# Excerpt:
━━━

Mary L. Robinson and Judith Wusteman

To describe a small‐scale quantitative evaluation of the scholarly information search engine, Google Scholar.

Abstract

Purpose

To describe a small‐scale quantitative evaluation of the scholarly information search engine, Google Scholar.

Design/methodology/approach

Google Scholar's ability to retrieve scholarly information was compared to that of three popular search engines: Ask.com, Google and Yahoo! Test queries were presented to all four search engines and the following measures were used to compare them: precision; Vaughan's Quality of Result Ranking; relative recall; and Vaughan's Ability to Retrieve Top Ranked Pages.

Findings

Significant differences were found in the ability to retrieve top ranked pages between Ask.com and Google and between Ask.com and Google Scholar for scientific queries. No other significant differences were found between the search engines. This may be due to the relatively small sample size of eight queries. Results suggest that, for scientific queries, Google Scholar has the highest precision, relative recall and Ability to Retrieve Top Ranked Pages. However, it achieved the lowest score for these three measures for non‐scientific queries. The best overall score for all four measures was achieved by Google. Vaughan's Quality of Result Ranking found a significant correlation between Google and scientific queries.

━━━

# Given request 1:
Change "power line" to "overhead cable" in the entries starting at the line containing "Instruction for this labeling pass: find the driftwood" and ending at the line containing "[0, 0, 145, 90]", and reproduce only those lines with nothing else altered.

━━━

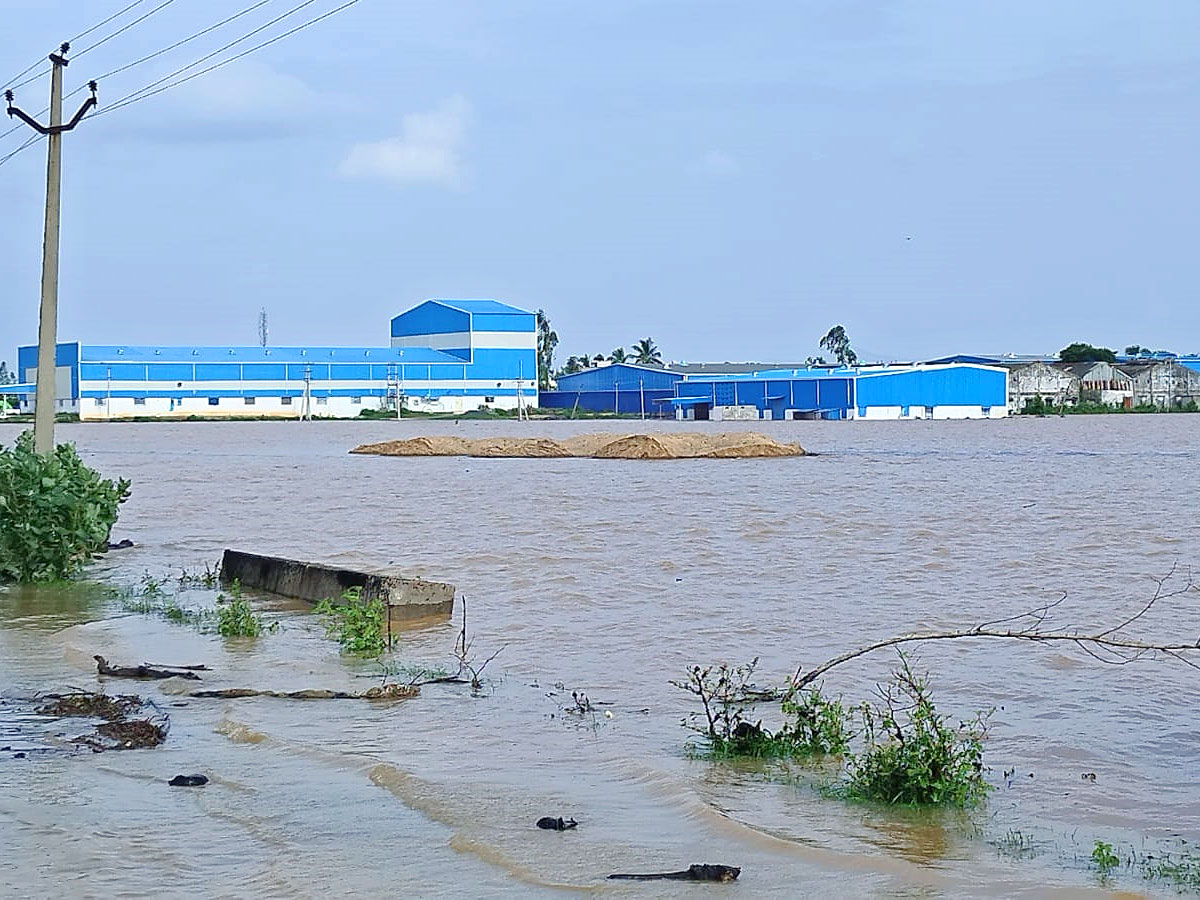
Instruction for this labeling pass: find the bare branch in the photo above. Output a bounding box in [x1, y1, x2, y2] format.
[792, 564, 1200, 689]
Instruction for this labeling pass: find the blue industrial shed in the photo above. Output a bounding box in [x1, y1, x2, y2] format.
[17, 300, 538, 419]
[538, 362, 683, 415]
[540, 362, 1008, 419]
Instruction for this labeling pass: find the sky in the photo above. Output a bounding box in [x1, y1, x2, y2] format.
[0, 0, 1200, 365]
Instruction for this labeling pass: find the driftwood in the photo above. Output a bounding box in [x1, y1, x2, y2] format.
[190, 684, 421, 700]
[538, 816, 578, 832]
[92, 655, 200, 682]
[608, 863, 742, 883]
[792, 566, 1200, 689]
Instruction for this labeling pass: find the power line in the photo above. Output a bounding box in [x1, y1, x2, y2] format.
[83, 0, 272, 87]
[96, 0, 359, 115]
[0, 56, 46, 90]
[8, 62, 50, 90]
[0, 0, 272, 140]
[97, 0, 326, 115]
[71, 0, 175, 60]
[71, 0, 146, 43]
[0, 0, 145, 90]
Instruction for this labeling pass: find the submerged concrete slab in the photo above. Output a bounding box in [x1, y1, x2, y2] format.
[221, 550, 455, 619]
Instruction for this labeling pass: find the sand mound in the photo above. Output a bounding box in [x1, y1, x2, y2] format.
[350, 431, 804, 460]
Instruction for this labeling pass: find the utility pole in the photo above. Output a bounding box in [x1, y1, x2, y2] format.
[5, 43, 96, 454]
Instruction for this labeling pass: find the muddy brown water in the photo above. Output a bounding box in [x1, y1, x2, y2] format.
[0, 415, 1200, 896]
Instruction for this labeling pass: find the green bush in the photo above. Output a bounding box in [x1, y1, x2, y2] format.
[779, 684, 851, 756]
[313, 588, 391, 656]
[671, 658, 851, 760]
[217, 581, 270, 637]
[0, 431, 130, 582]
[846, 653, 988, 806]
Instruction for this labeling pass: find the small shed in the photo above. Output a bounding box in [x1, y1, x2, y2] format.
[1008, 360, 1079, 413]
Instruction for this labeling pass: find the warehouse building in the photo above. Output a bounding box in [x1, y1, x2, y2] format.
[17, 300, 538, 420]
[549, 364, 1008, 420]
[673, 364, 1008, 419]
[539, 362, 683, 416]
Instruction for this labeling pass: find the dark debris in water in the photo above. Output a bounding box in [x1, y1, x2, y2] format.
[37, 691, 144, 721]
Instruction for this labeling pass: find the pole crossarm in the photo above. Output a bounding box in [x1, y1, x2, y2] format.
[5, 80, 98, 134]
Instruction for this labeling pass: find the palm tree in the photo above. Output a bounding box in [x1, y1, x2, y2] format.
[538, 310, 558, 391]
[632, 337, 662, 366]
[821, 325, 858, 366]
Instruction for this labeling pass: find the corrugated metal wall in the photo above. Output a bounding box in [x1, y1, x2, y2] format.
[558, 362, 683, 394]
[857, 366, 1008, 409]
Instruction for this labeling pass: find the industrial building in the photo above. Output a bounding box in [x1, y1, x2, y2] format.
[538, 362, 683, 416]
[5, 300, 538, 420]
[549, 364, 1008, 420]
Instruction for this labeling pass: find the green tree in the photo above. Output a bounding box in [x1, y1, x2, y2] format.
[0, 431, 130, 582]
[821, 325, 858, 366]
[1058, 342, 1117, 362]
[632, 337, 662, 366]
[538, 310, 558, 391]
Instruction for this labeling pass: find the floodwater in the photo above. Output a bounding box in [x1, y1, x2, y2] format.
[0, 415, 1200, 896]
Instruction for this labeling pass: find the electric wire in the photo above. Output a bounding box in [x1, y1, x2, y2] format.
[71, 0, 146, 43]
[71, 0, 175, 60]
[0, 0, 274, 140]
[96, 0, 359, 115]
[96, 0, 324, 115]
[0, 0, 359, 166]
[0, 56, 46, 91]
[0, 0, 146, 90]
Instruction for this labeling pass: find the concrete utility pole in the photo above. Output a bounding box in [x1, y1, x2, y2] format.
[5, 43, 96, 454]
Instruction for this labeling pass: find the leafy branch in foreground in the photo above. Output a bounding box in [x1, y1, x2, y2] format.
[672, 566, 1200, 806]
[313, 587, 395, 656]
[671, 658, 851, 758]
[0, 431, 130, 582]
[846, 653, 989, 806]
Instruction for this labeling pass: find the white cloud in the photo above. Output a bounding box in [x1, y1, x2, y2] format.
[338, 95, 470, 188]
[691, 150, 742, 178]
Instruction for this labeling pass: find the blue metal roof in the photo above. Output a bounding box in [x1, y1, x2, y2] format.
[73, 343, 462, 366]
[430, 296, 533, 316]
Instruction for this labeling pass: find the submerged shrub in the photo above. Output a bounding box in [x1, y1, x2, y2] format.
[846, 653, 988, 806]
[672, 658, 850, 758]
[0, 431, 130, 582]
[313, 588, 390, 656]
[780, 684, 851, 756]
[217, 581, 270, 637]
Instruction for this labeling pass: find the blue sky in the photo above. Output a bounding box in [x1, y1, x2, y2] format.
[0, 0, 1200, 365]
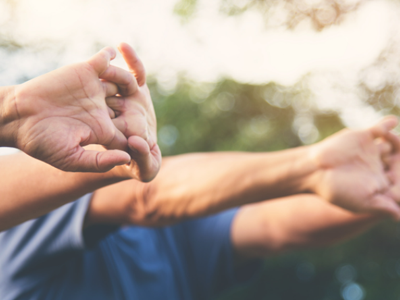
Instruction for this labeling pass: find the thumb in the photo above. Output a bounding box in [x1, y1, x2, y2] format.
[87, 47, 116, 75]
[368, 194, 400, 221]
[69, 148, 131, 172]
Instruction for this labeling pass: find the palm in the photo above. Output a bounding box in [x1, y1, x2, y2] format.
[15, 48, 129, 171]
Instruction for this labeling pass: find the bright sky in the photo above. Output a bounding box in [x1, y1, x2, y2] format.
[0, 0, 400, 152]
[0, 0, 398, 85]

━━━

# Given request 2:
List the measures that the Google Scholar evaluation abstract says were used to compare the search engines.

# Written reply 1:
Instruction for this labeling pass: find the driftwood in the photo above. Output a bounding box in [x1, y1, x2, y2] format.
[190, 684, 421, 700]
[538, 816, 578, 832]
[92, 655, 200, 682]
[608, 863, 742, 883]
[792, 566, 1200, 689]
Instruction for this labeling pass: find the overhead cable in the photo above. Output a bounding box in [x1, y1, x2, y2] format.
[83, 0, 272, 87]
[96, 0, 359, 115]
[0, 56, 46, 90]
[8, 62, 50, 90]
[0, 0, 272, 140]
[97, 0, 326, 115]
[71, 0, 175, 60]
[71, 0, 146, 43]
[0, 0, 145, 90]

# Written reply 2:
- Precision
- Vaughan's Quality of Result Ranking
- Relative recall
- Vaughan's Ability to Retrieve Top Ranked Pages